DO THIS:
Can you convert every line of the records below into a JSON list of strings, with one string per line and blank lines left out?

Records of labeled points:
◆ ◆ ◆ ◆ ◆ ◆ ◆

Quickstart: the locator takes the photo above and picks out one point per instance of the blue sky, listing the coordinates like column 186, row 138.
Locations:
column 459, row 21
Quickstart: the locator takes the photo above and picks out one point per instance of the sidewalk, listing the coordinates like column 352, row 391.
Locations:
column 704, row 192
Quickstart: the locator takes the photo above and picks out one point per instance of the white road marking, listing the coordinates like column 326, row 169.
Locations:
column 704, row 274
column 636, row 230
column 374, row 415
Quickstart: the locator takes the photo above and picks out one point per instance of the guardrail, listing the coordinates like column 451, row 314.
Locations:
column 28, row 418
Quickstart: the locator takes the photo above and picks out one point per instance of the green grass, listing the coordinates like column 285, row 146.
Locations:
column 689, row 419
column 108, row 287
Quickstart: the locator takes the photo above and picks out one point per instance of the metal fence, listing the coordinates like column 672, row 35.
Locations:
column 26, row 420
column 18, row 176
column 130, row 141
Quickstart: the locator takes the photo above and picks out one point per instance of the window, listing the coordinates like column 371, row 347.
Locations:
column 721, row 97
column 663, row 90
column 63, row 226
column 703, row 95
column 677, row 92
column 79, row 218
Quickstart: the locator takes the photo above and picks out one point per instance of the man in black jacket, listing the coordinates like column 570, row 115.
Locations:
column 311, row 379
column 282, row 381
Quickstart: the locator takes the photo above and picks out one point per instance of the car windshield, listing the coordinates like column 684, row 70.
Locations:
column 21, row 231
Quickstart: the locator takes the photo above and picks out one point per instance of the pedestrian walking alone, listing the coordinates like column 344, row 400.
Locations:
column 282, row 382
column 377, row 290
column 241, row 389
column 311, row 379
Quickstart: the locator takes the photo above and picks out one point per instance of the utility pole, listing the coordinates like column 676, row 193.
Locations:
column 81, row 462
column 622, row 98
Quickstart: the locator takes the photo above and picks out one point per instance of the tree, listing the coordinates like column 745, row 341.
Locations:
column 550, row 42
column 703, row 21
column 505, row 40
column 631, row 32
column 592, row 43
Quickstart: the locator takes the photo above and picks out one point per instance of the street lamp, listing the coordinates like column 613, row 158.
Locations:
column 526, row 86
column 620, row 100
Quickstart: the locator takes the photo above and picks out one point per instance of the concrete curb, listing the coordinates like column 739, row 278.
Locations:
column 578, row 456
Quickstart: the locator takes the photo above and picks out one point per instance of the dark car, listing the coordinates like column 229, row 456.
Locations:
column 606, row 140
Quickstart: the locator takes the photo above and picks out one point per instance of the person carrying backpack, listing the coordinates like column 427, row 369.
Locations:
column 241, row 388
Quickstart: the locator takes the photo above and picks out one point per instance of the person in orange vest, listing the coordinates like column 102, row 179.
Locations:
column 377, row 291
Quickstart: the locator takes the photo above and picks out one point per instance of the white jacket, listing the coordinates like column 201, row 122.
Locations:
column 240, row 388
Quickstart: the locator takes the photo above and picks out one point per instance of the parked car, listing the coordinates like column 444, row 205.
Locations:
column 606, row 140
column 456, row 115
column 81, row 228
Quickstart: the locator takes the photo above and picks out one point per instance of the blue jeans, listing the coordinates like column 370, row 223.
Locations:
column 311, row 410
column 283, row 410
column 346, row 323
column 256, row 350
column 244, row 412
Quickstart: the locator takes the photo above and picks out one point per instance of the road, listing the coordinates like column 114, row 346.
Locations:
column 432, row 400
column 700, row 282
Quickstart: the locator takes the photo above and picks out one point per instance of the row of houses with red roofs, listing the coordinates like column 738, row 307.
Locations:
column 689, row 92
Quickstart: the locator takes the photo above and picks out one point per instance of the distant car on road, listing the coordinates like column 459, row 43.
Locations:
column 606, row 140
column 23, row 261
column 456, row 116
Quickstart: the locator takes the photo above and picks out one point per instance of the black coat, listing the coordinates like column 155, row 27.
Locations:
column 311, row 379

◆ ◆ ◆ ◆ ◆ ◆ ◆

EXERCISE ANSWER:
[
  "Quickstart: the locator takes the photo above and picks out one point per instance of the blue sky, listing the coordinates like column 186, row 138.",
  "Locations:",
  "column 459, row 21",
  "Quickstart: the locator takes the photo above and picks out one point per instance of the sidewalk, listing the coordinates like column 352, row 391.",
  "Locations:",
  "column 704, row 192",
  "Quickstart: the locator takes the photo above and picks out one point per instance of the white road marking, listing the coordinates like column 326, row 169.",
  "Locations:",
  "column 704, row 274",
  "column 636, row 230",
  "column 374, row 415",
  "Quickstart: the locator takes the photo above and picks out one point per instance of the guardrail, listing the coordinates like column 451, row 314.",
  "Locations:",
  "column 28, row 418",
  "Quickstart: the locator takes the photo above and picks out one point per instance of the green grass, listing the coordinates like column 285, row 146.",
  "Locations:",
  "column 689, row 419",
  "column 108, row 287",
  "Quickstart: the locator takes the photo above and picks out one point per instance of the metal fence, listing the coordinates like column 672, row 35.",
  "Locations:",
  "column 26, row 420",
  "column 18, row 176",
  "column 130, row 141",
  "Quickstart: the locator takes the photo above and picks out one point per instance of the window, listing the coordinates like column 371, row 347.",
  "Locations:",
  "column 721, row 97",
  "column 663, row 90",
  "column 63, row 226",
  "column 703, row 95",
  "column 677, row 92",
  "column 79, row 218",
  "Quickstart: the locator takes the photo above and picks out one point per instance of the man in black jacket, listing the coordinates like column 570, row 115.",
  "Locations:",
  "column 311, row 379",
  "column 282, row 381",
  "Quickstart: the locator takes the photo above and picks out one point per instance of the car windshield, listing the coordinates like column 684, row 70.",
  "Locations:",
  "column 21, row 231",
  "Quickstart: the locator takes the photo above and picks out one point per instance of the pedestrian walking alone, listing the coordinates like column 344, row 400.",
  "Locations:",
  "column 282, row 382",
  "column 377, row 290",
  "column 241, row 389",
  "column 311, row 379",
  "Quickstart: the locator takes the photo above and picks out one point per instance of the utility pole, listing the coordinates like column 676, row 193.",
  "Locations:",
  "column 81, row 462",
  "column 622, row 98",
  "Quickstart: the locator takes the photo above and picks out one point per instance of the tree, listing the coordinates like column 745, row 341.",
  "Locations:",
  "column 550, row 42",
  "column 703, row 21",
  "column 505, row 40",
  "column 631, row 32",
  "column 592, row 43",
  "Quickstart: the locator takes the photo above and picks out one point per instance of the street lamp, listing the coordinates like column 613, row 158.",
  "Locations:",
  "column 526, row 86",
  "column 620, row 100",
  "Quickstart: the locator takes the photo above and picks out one point per instance of the concrete curb, listing the coordinates like column 739, row 278.",
  "Locations:",
  "column 578, row 456",
  "Quickstart: the locator takes the photo above and picks out one point per instance of the dark car, listing the coordinates like column 229, row 456.",
  "Locations:",
  "column 606, row 140",
  "Quickstart: the locator takes the photo above and picks out one point per instance of the person carrying backpack, listing the coordinates like column 427, row 369.",
  "Locations:",
  "column 241, row 388",
  "Quickstart: the locator takes the photo above and picks out one point per instance of the person in orange vest, listing the coordinates like column 102, row 179.",
  "Locations:",
  "column 377, row 291",
  "Quickstart: the locator takes the photo above and picks out one point per instance of the white jacket, listing the coordinates like column 201, row 122.",
  "Locations:",
  "column 240, row 388",
  "Quickstart: the locator takes the photo above and picks out one point per instance of the parked car, listing the coordinates like column 444, row 205.",
  "Locations:",
  "column 606, row 140",
  "column 456, row 115",
  "column 81, row 228",
  "Quickstart: the locator takes the photo above and picks out one point per instance of the blue jeans, listing the coordinates like column 370, row 223.",
  "Locations:",
  "column 311, row 410",
  "column 283, row 410",
  "column 346, row 323",
  "column 256, row 350",
  "column 244, row 412",
  "Quickstart: the locator takes the photo above and picks out one point per instance of the road, listing the coordinates like column 114, row 346.",
  "Locations:",
  "column 432, row 400",
  "column 700, row 282",
  "Quickstart: the locator takes the photo above and picks out one point per instance of the row of houses with red roofs, listing the coordinates like column 738, row 307.",
  "Locations:",
  "column 689, row 92",
  "Quickstart: the locator takes the photo above and picks out one point per instance of the distant car on road, listing the coordinates like column 459, row 43.",
  "Locations:",
  "column 606, row 140",
  "column 23, row 261",
  "column 456, row 116",
  "Quickstart: the locator takes the photo above and picks out one point per instance of the black coat, listing the coordinates like column 155, row 27.",
  "Locations:",
  "column 311, row 379"
]